EXERCISE TASK 1 => Change "Zard" to "ZARD" in the Get U're Dream article and give the passage from "Zard singles chronology" to "album Silent Passage.".
EXERCISE TASK 2 => Write the next part of the article on the Zard single "Get U're Dream", starting after its last sentence.

SELECTED EXCERPT =>
Single by Zard

from the album Toki no Tsubasa
- Released: September 6, 2000
- Genre: R&B; soul; pop rock;
- Length: 5:11
- Label: B-Gram Records
- Songwriter(s): Izumi Sakai, Aika Ohno
- Producer(s): Daiko Nagato

Zard singles chronology
| "Kono Namida Hoshi ni Nare" (1999) | "Get U're Dream" (2000) | "Promised You" (2000) |

= Get U're Dream =

2000 single by Zard

"Get U're Dream" is the 32nd single by Japanese band Zard and released September 6, 2000 under the B-Gram Records label. The composer of Get U're Dream, Aika Ohno self-cover this single in her cover album Silent Passage.

The single opened at #4 the first week. It charted for eight weeks and sold over 241,000 copies.

DATASET EXCERPTS =>

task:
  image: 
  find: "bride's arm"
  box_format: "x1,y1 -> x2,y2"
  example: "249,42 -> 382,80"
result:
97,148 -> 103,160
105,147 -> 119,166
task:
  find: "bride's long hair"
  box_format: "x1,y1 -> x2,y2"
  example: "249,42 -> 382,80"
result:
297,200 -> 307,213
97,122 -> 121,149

* * *

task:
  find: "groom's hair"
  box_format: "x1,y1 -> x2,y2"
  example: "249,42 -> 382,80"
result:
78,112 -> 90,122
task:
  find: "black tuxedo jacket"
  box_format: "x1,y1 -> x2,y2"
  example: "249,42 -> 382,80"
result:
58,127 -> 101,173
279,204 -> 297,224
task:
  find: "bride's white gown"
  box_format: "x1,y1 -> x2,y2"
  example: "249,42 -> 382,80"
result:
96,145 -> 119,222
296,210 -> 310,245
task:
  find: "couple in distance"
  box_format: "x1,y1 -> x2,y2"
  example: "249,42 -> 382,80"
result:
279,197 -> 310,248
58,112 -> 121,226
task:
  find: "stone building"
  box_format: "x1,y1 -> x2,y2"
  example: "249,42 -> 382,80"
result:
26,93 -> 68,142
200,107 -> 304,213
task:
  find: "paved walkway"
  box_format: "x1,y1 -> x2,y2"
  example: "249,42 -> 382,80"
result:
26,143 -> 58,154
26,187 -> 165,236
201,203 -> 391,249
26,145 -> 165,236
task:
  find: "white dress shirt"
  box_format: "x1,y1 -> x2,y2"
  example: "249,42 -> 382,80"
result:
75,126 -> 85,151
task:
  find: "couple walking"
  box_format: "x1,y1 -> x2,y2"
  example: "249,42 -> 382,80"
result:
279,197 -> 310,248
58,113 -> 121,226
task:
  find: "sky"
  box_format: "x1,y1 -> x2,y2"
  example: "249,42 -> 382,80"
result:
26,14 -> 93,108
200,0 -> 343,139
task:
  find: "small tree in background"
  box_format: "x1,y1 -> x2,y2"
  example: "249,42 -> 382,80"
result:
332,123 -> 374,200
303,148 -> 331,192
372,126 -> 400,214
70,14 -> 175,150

OUTPUT 1 =>
ZARD singles chronology
| "Kono Namida Hoshi ni Nare" (1999) | "Get U're Dream" (2000) | "Promised You" (2000) |

= Get U're Dream =

2000 single by ZARD

"Get U're Dream" is the 32nd single by Japanese band ZARD and released September 6, 2000 under the B-Gram Records label. The composer of Get U're Dream, Aika Ohno self-cover this single in her cover album Silent Passage.

OUTPUT 2 =>
==Track list==
All songs are written by Izumi Sakai and composed by Aika Ohno
1. Get U're Dream
  - arrangement: Takeshi Hayama
  - Michael Africk, Aika Ohno and Izumi Sakai participated in chorus part
    - the song was used in NHK's Sydney Olympics as theme song
2. Get U're Dream (version 2)
  - arrangement: Akihito Tokunaga
    - compared to first version, this arrangement has rock feel
3. Get U're Dream (version 3)
  - arrangement: Yoko Blaqstone
    - Yoko Blaqstone fully participated in chorus part, this arrangement has r&b feel
4. Get U're Dream(original karaoke)
5. Get U're Dream (Perry Geyer Short Mix)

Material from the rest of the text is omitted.